**TASK PROMPT**
Nothing but the lines from the top of the data to the line holding "Query: tree branch" should be printed, word for word and both ends included; leave the pictures out.

-- Opening Marker --

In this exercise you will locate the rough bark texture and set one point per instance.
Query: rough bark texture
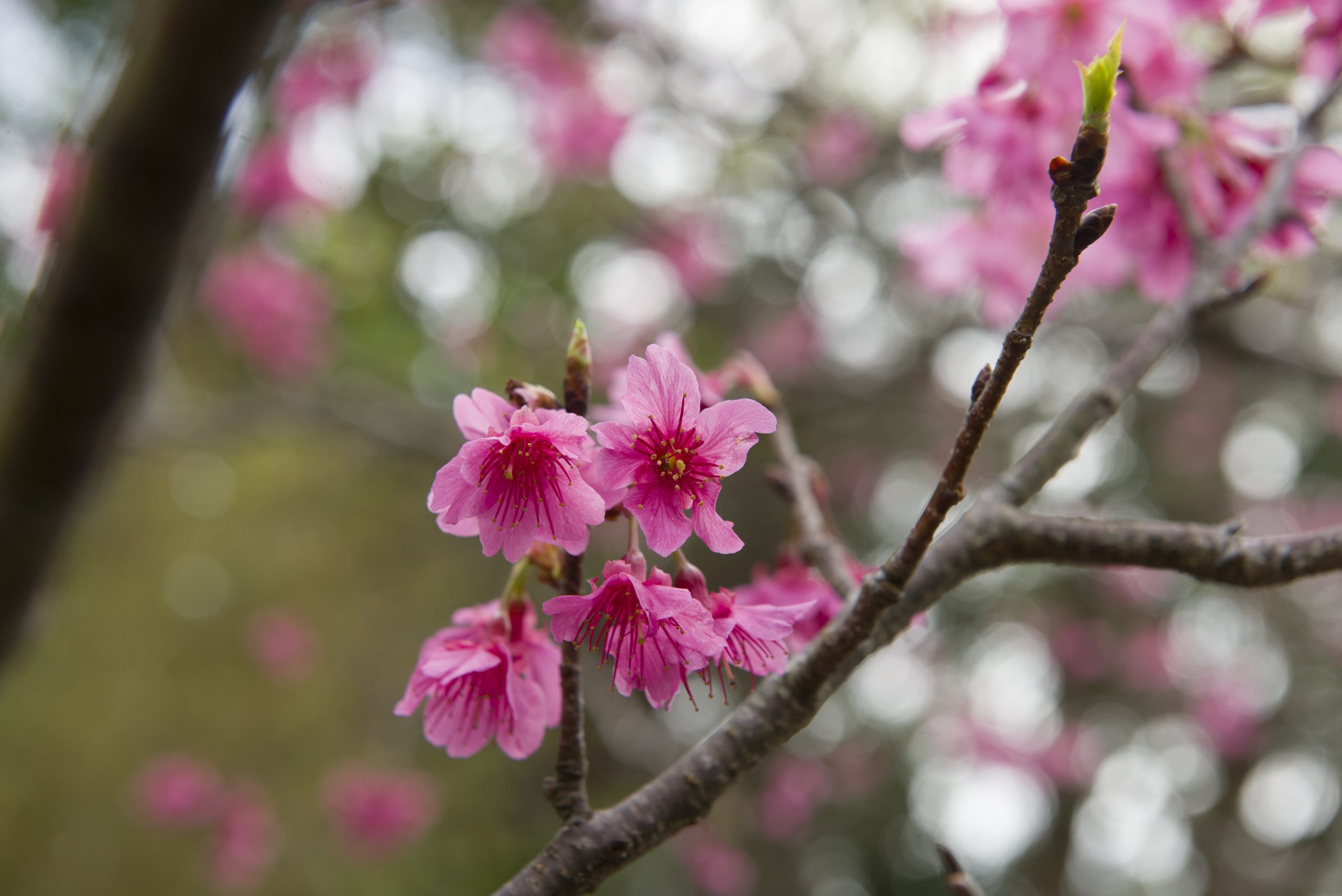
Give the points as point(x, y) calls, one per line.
point(89, 330)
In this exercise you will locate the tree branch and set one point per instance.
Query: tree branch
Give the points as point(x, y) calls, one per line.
point(579, 858)
point(1209, 553)
point(90, 329)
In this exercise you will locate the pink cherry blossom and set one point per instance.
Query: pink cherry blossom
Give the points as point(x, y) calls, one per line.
point(675, 455)
point(517, 479)
point(654, 633)
point(266, 181)
point(246, 841)
point(791, 584)
point(377, 812)
point(176, 791)
point(274, 309)
point(332, 71)
point(490, 675)
point(282, 643)
point(794, 792)
point(716, 867)
point(65, 183)
point(838, 148)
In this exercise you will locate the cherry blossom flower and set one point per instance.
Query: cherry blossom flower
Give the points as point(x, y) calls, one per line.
point(273, 308)
point(794, 582)
point(716, 867)
point(176, 791)
point(65, 183)
point(490, 675)
point(756, 635)
point(517, 479)
point(246, 840)
point(266, 183)
point(331, 71)
point(655, 635)
point(673, 459)
point(282, 643)
point(376, 812)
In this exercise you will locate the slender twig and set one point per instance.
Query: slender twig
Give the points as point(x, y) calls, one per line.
point(567, 791)
point(92, 326)
point(579, 858)
point(957, 879)
point(1211, 553)
point(819, 545)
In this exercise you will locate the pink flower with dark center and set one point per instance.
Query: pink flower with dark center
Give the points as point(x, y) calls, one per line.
point(246, 841)
point(266, 183)
point(282, 643)
point(65, 183)
point(755, 635)
point(377, 813)
point(674, 457)
point(792, 582)
point(333, 71)
point(517, 479)
point(274, 309)
point(654, 633)
point(490, 675)
point(178, 791)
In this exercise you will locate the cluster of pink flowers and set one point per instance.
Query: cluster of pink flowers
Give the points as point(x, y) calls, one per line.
point(573, 126)
point(998, 144)
point(273, 308)
point(529, 481)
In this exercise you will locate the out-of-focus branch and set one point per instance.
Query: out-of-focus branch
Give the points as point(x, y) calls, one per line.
point(818, 542)
point(1204, 293)
point(1211, 553)
point(957, 879)
point(567, 789)
point(90, 329)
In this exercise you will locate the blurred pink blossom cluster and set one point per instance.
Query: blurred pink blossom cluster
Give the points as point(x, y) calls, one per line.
point(998, 144)
point(573, 126)
point(185, 793)
point(274, 309)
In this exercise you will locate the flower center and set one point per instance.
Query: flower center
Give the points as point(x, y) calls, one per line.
point(525, 479)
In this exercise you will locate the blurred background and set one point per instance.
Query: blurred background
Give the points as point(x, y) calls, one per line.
point(419, 198)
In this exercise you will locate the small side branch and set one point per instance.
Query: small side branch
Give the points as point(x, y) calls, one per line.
point(1209, 553)
point(819, 545)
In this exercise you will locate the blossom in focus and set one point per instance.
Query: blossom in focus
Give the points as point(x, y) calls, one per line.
point(756, 635)
point(838, 148)
point(332, 71)
point(654, 633)
point(178, 791)
point(266, 183)
point(794, 792)
point(246, 840)
point(674, 457)
point(273, 308)
point(716, 867)
point(517, 479)
point(379, 812)
point(490, 675)
point(282, 643)
point(791, 584)
point(65, 181)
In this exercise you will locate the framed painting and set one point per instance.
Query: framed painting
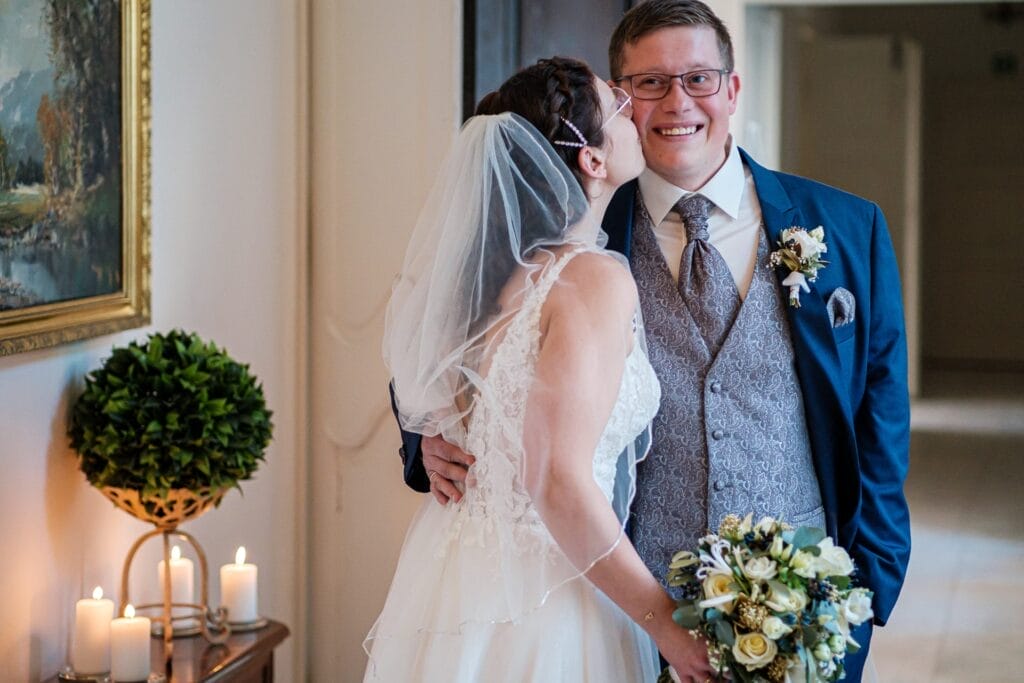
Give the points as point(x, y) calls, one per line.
point(74, 170)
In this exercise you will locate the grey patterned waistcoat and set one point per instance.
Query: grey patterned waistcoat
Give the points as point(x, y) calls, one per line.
point(730, 435)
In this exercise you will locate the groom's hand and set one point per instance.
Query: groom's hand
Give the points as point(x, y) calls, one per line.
point(445, 465)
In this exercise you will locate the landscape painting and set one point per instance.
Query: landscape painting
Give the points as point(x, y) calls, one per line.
point(74, 168)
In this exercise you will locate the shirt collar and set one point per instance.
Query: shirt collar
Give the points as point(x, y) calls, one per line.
point(725, 188)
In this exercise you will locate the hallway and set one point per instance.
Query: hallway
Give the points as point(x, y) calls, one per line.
point(961, 615)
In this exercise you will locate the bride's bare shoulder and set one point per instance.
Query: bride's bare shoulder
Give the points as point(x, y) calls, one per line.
point(595, 281)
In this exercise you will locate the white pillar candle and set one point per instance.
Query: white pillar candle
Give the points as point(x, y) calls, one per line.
point(90, 650)
point(238, 589)
point(130, 647)
point(182, 581)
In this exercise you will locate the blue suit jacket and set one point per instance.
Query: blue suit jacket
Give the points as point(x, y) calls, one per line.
point(853, 377)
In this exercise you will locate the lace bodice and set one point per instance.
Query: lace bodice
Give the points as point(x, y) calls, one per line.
point(496, 427)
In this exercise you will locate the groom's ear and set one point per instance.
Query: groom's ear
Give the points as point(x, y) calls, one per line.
point(592, 163)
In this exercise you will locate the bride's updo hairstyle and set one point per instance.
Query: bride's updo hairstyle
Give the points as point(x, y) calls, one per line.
point(543, 94)
point(547, 92)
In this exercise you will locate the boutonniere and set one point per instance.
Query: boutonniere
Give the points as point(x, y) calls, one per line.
point(800, 251)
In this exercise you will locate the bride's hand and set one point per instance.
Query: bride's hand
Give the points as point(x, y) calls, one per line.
point(686, 654)
point(445, 465)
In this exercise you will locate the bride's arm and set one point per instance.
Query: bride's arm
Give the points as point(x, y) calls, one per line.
point(587, 335)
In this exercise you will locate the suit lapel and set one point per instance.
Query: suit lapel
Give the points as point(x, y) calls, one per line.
point(825, 402)
point(619, 219)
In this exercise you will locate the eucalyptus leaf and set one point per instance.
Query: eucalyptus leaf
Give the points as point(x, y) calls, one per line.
point(806, 537)
point(724, 633)
point(687, 615)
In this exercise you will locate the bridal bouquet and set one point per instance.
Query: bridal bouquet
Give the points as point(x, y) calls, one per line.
point(775, 603)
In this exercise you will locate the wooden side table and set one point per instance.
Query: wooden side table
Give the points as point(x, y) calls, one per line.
point(245, 657)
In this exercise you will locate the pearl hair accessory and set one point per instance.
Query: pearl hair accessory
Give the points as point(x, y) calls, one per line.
point(583, 140)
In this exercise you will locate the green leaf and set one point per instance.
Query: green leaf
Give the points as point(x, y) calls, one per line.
point(724, 633)
point(687, 615)
point(806, 537)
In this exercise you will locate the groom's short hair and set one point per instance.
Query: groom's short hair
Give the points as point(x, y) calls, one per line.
point(653, 14)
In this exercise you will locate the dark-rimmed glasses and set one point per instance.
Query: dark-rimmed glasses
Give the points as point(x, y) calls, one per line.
point(700, 83)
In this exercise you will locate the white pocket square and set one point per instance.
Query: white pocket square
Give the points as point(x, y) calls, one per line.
point(842, 307)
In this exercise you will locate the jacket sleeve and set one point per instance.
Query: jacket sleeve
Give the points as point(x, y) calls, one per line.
point(882, 545)
point(412, 456)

-- Closing Marker --

**ANSWER FOR THIS EXERCISE**
In this exercise you will locate the rough bark texture and set one point per instance.
Query: rough bark texture
Give the points as point(x, y) calls, one per line.
point(89, 330)
In this exercise you will locate the tree branch and set one point per instance.
Query: tree branch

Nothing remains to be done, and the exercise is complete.